Source data:
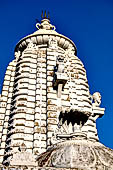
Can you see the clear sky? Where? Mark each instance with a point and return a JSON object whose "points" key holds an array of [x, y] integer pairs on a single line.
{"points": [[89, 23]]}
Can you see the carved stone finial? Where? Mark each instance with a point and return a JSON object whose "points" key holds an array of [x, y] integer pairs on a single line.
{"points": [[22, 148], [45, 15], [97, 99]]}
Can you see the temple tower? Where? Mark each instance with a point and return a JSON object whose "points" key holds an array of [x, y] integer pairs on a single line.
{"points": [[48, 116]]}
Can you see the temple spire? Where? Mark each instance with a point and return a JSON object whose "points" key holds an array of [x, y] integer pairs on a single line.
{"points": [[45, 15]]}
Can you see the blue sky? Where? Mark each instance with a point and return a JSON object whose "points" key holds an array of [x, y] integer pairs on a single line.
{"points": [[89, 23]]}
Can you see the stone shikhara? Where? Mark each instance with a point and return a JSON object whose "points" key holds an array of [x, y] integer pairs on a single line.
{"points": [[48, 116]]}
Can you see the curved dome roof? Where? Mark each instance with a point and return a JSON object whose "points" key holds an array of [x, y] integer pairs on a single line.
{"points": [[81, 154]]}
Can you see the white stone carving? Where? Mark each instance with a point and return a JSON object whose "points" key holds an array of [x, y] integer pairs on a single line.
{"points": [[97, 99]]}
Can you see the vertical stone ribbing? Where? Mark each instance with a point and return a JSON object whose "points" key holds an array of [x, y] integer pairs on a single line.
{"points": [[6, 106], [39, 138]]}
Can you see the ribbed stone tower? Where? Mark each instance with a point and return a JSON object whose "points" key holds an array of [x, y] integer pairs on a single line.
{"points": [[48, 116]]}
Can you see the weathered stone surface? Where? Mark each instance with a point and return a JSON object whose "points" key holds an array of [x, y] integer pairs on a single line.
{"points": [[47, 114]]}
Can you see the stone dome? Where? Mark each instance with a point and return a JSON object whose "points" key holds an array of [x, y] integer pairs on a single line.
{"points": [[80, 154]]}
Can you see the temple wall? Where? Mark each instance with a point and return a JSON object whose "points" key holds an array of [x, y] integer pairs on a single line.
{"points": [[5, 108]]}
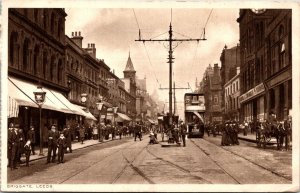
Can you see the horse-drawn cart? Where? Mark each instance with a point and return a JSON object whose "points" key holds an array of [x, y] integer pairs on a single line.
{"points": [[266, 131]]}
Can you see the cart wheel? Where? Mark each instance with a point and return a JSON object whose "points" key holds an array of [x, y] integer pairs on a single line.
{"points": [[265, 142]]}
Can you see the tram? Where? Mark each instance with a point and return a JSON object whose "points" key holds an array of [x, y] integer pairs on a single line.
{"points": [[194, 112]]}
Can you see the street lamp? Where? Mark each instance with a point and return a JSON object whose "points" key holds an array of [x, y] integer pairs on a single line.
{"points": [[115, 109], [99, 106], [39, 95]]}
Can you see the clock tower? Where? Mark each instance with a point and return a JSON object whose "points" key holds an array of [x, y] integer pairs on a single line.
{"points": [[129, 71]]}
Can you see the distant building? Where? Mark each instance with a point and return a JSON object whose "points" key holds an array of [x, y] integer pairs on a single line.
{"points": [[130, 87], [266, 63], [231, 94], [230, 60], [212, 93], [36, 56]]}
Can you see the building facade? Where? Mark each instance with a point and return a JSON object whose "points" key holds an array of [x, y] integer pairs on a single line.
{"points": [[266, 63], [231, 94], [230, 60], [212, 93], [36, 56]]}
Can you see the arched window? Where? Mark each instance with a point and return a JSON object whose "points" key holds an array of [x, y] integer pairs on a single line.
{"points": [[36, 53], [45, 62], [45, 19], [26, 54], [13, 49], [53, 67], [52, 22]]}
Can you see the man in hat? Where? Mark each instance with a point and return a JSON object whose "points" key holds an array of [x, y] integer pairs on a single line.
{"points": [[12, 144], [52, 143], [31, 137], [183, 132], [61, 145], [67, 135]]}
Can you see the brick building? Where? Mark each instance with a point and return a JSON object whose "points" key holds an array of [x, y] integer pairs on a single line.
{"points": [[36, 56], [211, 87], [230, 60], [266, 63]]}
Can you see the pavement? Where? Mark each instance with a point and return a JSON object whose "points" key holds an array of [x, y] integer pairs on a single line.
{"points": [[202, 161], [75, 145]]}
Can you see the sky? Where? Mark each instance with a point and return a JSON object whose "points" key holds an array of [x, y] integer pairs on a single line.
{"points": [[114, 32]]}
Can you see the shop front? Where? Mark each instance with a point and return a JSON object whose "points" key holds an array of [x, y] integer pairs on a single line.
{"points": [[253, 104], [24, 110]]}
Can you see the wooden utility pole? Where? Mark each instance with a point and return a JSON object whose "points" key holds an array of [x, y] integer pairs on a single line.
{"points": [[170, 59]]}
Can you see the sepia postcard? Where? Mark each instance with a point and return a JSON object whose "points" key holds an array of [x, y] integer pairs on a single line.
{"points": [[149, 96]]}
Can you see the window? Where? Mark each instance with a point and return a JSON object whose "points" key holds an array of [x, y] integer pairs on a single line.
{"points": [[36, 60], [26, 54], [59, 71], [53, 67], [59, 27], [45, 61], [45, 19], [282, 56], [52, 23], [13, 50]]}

...

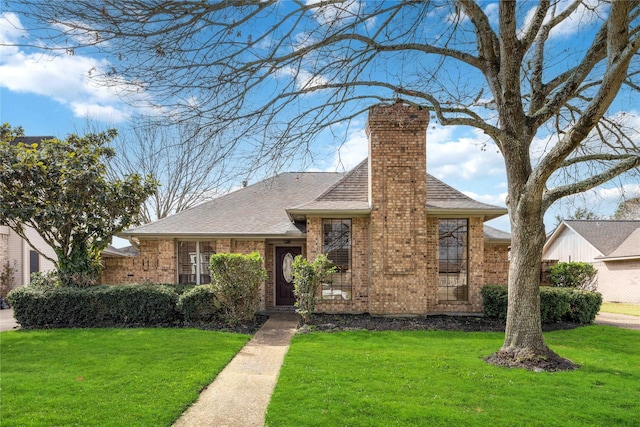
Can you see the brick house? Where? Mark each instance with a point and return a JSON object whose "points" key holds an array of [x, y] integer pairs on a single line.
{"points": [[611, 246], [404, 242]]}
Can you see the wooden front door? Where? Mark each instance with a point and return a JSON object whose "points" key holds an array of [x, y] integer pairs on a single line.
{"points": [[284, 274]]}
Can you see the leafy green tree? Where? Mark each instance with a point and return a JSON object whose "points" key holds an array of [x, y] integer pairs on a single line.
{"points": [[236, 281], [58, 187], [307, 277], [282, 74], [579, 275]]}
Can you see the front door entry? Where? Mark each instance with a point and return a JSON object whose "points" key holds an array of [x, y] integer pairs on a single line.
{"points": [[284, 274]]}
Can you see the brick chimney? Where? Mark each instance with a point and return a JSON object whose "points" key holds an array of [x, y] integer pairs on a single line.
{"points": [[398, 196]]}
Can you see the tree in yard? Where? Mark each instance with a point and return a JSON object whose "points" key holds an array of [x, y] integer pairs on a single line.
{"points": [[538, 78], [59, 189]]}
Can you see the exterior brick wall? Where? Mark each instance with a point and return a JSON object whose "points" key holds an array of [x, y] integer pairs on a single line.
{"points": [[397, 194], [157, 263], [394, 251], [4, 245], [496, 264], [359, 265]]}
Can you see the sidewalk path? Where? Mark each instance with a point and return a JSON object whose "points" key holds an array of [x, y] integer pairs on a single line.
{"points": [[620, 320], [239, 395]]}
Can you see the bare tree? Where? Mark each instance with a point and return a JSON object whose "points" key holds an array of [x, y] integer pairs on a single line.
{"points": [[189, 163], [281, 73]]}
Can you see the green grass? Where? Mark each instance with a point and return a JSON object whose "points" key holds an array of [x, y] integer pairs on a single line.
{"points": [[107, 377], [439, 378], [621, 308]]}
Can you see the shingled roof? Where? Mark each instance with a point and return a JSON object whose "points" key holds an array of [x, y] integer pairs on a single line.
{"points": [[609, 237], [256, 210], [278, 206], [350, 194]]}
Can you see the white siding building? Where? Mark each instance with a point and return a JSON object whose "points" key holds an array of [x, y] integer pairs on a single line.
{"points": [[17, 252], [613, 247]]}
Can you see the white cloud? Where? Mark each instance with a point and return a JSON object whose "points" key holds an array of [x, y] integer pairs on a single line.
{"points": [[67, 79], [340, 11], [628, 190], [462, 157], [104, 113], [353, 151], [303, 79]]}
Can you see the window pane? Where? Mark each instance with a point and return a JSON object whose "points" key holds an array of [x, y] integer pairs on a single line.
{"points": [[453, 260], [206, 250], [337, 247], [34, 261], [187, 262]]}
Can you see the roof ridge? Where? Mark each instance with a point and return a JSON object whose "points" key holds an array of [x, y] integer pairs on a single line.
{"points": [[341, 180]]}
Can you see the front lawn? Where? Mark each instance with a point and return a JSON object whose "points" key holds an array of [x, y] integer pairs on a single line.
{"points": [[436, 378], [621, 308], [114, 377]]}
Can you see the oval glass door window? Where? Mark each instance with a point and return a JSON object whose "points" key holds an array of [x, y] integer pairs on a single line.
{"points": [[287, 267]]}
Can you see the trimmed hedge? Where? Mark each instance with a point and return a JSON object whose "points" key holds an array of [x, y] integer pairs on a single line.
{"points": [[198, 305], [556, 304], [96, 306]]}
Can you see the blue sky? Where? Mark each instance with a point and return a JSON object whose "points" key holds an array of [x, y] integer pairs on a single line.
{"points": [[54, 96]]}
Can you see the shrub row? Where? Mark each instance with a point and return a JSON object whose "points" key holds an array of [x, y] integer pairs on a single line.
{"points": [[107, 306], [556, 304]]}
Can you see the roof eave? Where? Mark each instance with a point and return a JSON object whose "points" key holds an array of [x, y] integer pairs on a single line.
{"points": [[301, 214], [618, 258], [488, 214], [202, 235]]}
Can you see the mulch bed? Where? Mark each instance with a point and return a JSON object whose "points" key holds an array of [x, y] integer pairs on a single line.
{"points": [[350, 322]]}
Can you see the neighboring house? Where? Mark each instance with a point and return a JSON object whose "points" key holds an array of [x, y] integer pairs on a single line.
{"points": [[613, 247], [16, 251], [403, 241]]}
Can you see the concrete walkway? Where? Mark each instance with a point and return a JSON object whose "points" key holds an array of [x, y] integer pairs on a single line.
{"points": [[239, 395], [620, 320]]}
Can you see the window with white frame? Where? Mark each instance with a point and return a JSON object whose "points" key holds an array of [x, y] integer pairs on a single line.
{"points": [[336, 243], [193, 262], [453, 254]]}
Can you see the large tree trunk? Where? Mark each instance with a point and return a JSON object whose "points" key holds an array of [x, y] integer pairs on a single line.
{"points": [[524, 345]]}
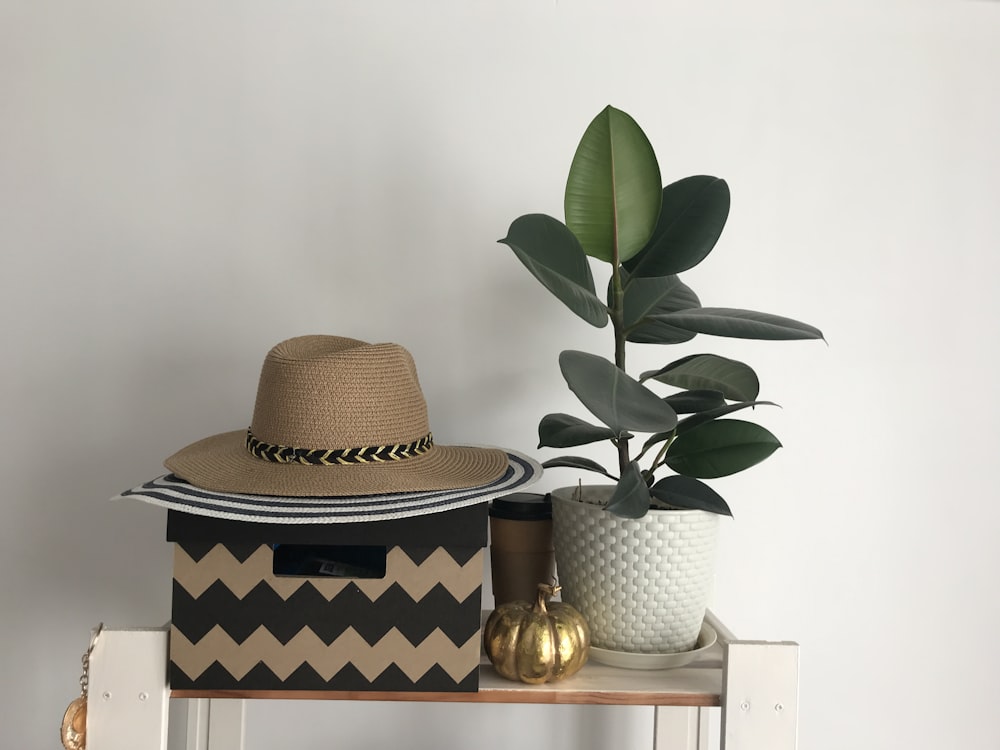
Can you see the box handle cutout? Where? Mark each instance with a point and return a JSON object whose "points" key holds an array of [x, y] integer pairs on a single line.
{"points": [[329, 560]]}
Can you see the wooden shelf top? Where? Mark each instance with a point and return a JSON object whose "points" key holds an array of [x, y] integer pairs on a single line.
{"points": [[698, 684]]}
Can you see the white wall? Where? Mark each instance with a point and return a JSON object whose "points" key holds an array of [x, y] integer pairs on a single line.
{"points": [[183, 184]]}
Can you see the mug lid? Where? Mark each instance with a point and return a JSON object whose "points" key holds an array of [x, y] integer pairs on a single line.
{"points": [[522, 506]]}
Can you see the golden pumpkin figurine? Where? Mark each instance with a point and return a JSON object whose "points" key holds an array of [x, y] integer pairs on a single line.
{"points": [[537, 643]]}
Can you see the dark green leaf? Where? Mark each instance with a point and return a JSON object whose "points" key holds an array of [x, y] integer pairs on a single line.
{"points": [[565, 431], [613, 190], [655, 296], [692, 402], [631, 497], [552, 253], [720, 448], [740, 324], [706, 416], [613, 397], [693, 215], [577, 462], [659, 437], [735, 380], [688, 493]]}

...

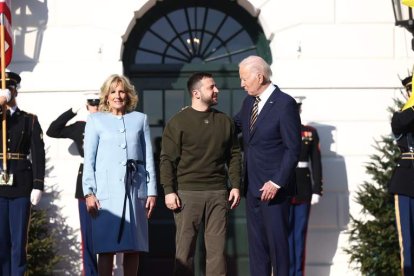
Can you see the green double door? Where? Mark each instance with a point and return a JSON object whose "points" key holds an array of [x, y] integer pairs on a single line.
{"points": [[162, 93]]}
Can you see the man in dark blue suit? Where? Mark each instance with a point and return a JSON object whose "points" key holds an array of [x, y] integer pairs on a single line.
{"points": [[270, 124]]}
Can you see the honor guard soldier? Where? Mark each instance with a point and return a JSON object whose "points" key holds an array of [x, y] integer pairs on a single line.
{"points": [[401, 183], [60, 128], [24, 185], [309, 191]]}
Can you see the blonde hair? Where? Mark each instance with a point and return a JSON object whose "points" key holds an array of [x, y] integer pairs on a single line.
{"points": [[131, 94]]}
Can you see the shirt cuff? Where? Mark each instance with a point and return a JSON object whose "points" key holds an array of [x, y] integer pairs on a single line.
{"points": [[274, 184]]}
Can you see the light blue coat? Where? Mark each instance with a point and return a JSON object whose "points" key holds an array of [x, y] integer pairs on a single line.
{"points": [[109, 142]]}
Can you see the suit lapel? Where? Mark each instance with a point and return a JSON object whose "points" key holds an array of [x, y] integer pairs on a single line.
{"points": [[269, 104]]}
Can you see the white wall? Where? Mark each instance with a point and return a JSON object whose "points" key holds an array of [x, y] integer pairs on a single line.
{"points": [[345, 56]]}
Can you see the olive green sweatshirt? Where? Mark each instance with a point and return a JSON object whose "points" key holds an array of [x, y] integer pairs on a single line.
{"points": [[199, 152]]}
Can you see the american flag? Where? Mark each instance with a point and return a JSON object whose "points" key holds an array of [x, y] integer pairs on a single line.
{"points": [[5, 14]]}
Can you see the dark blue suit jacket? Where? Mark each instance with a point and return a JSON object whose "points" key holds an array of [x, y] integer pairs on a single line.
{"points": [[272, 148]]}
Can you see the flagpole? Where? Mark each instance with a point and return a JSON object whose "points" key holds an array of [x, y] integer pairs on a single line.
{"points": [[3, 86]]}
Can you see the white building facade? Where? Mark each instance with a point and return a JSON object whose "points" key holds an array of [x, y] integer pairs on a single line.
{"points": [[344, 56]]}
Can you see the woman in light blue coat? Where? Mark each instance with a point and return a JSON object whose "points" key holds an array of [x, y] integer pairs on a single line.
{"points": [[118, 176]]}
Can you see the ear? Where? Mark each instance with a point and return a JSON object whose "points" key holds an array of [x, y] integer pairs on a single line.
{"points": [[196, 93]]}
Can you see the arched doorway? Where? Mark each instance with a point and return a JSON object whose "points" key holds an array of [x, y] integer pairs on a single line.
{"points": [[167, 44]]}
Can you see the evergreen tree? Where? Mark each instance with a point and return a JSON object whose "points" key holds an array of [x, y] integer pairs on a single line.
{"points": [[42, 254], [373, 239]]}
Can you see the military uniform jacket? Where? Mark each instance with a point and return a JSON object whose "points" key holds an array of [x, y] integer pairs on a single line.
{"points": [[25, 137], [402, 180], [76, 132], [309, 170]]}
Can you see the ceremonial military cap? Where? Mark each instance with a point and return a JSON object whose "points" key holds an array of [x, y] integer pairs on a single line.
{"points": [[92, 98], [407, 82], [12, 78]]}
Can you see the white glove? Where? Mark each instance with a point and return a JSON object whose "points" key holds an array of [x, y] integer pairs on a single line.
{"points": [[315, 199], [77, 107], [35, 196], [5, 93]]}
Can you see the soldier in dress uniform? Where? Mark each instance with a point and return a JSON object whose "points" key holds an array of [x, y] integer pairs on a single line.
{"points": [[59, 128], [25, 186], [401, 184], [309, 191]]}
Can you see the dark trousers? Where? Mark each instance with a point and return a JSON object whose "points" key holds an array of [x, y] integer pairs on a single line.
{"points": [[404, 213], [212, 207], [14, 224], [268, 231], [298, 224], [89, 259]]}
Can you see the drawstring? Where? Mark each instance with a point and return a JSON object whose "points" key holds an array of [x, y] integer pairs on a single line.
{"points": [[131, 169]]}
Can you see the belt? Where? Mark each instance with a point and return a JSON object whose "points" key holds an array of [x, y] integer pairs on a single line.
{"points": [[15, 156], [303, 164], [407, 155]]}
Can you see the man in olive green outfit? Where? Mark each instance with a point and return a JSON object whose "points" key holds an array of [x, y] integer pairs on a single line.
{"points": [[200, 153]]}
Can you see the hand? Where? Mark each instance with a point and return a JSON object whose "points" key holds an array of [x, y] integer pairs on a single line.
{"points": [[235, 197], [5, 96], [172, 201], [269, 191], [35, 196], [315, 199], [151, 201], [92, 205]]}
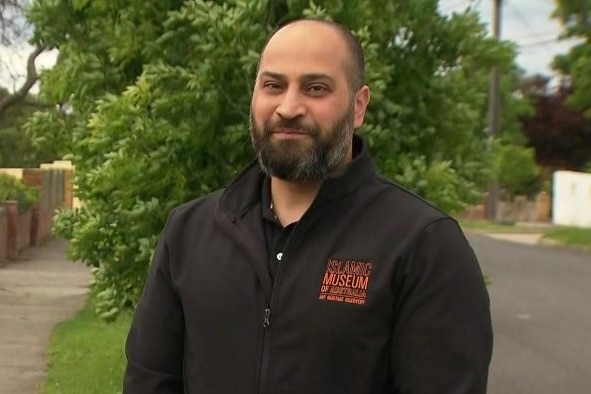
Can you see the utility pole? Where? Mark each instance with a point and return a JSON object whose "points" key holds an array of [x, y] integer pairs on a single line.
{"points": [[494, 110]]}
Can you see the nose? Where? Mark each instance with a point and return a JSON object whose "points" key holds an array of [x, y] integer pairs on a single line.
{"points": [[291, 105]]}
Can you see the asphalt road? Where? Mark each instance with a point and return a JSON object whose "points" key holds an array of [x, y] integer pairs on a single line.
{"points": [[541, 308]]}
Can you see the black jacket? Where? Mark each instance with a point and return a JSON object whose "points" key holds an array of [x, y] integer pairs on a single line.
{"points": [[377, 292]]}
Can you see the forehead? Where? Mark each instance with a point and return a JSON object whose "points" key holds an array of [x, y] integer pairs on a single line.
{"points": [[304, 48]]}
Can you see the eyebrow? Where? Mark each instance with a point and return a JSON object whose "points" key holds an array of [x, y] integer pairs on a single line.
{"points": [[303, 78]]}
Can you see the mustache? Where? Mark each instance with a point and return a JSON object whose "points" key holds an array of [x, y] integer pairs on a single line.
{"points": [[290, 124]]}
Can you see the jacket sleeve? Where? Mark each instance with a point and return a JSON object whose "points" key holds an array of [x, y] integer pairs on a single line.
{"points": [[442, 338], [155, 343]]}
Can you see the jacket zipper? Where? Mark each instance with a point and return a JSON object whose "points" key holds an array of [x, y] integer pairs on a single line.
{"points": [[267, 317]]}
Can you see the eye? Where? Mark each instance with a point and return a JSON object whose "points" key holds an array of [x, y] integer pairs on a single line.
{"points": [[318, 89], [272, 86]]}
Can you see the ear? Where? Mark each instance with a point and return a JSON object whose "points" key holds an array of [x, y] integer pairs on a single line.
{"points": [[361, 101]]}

**Short exercise**
Please count the lines in the records above that contain the string "drawn", with case counting, and give only the number.

**Task response**
1